Text section:
****

The choice between Composed (Å) vs Decomposed (A + °) canonical Normal Forms (NFC vs NFD) is somewhat arbitrary, as NFC(NFD(string)) == NFC(string), so choose whatever is most convenient.

Some 99.98% of text is in NFC form anyway, so it is faster and less disruptive than NFD.

NFD is the most commonly used form in filesystems, but I cannot find any good sources for the rationale. This i18n filesystem thread speculates that HFS+ chose (a variant of) NFD because it was originally going to be the only stable normal form or because it is theoretically faster. The Linux implementation of case-insensitivity uses NFDi (NFD - default ignorables, but not control codes!) because they thought that NFD would be faster than NFC, which is a common misconception (most text is already in NFC form and the fastest thing is to do nothing).

indolering commented 3 years ago

NFKC

I was hoping to skip the NFKx level and define a single ~NFC-superset level comparison that would ignore the differences in normal forms found in popular filesystems. However, this turned out to be fairly brittle, as each filesystem performs slightly different non-standard normalization forms for slightly different reasons. I also found out that different input methods may insert strings that won't be identical even in NFx form (i.e. Korean: "same keypress will result in U+3131 in Windows but U+1100 in Mac").

When you factor in files that use compatibility code points due to maintain round-trip-ability with old code pages, NFKC seems necessary.

indolering commented 3 years ago

Lowest Common Denominator

This requires implementer feedback.

The simplest to implement is NFKC_Casefold, which removes default ignorables and is available as an optimized function in the ICU and a character mapping file in the UCD. However, control codes are not default ignore-able and it casefolds, which is unnecessary. This also removes the non-zero width joiner, which is necessary in some scripts.

We could do NFKC - default ignorables - C1 - C0 (ASCII control codes). This would be the least destructive but also a snowflake.

We could also use the PRECIS NFKC Freeform profile. If we use PRECIS in other parts of the standard, then it would make sense to use it here. This has the benefit of additional controls around the ZWJ and bidirectional text. It would, however, remove unassigned code points. The advice from the Unicode mailing list was to ignore unassigned code-points, as new characters with non-zero ccc values are rarely assigned and as files from newer systems might use characters from minority groups. Instead, an implementation should emit a warning when encountering unassigned codepoints and error depending on a configuration option.

sunfishcode commented 2 years ago

It would seem that anything that would incorporate NFC, NFD, or Casefold at any part of the ordering would seem to depend on a version of Unicode, and thus be nondeterministic.

****

[Referring-expression pointing data]
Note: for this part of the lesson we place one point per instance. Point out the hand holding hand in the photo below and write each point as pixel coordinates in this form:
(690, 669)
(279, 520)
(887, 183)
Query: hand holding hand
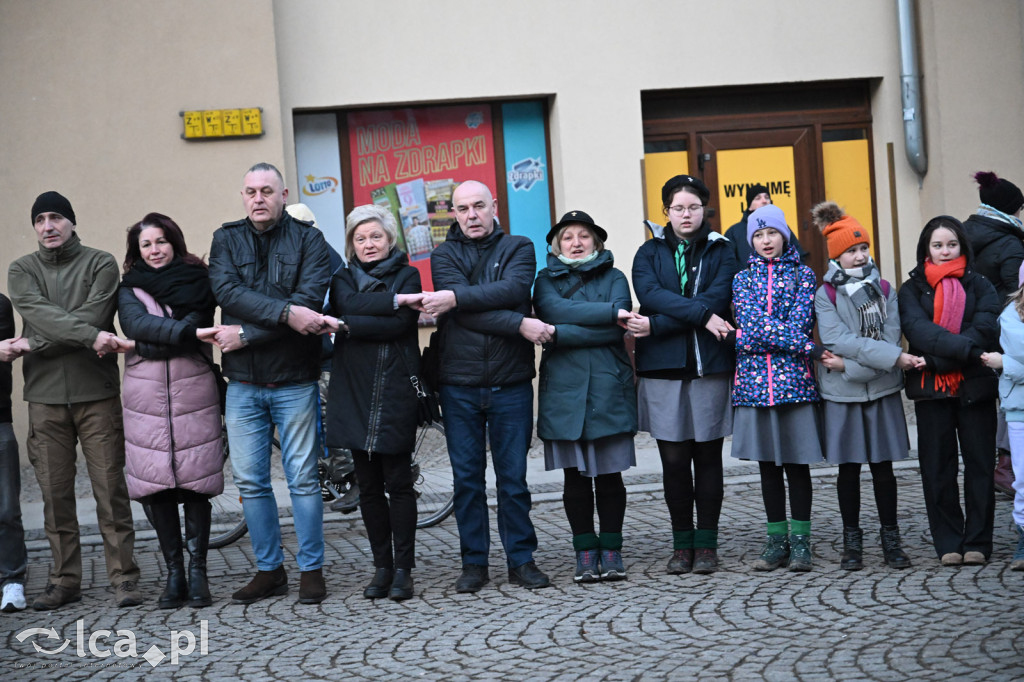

****

Task to carry out: In the thread on Unicode normalization, list every candidate normalization approach put forward in the comment headed "Lowest Common Denominator." The material is not needed for the task.

Finished task:
- NFKC_Casefold
- NFKC - default ignorables - C1 - C0 (ASCII control codes)
- The PRECIS NFKC Freeform profile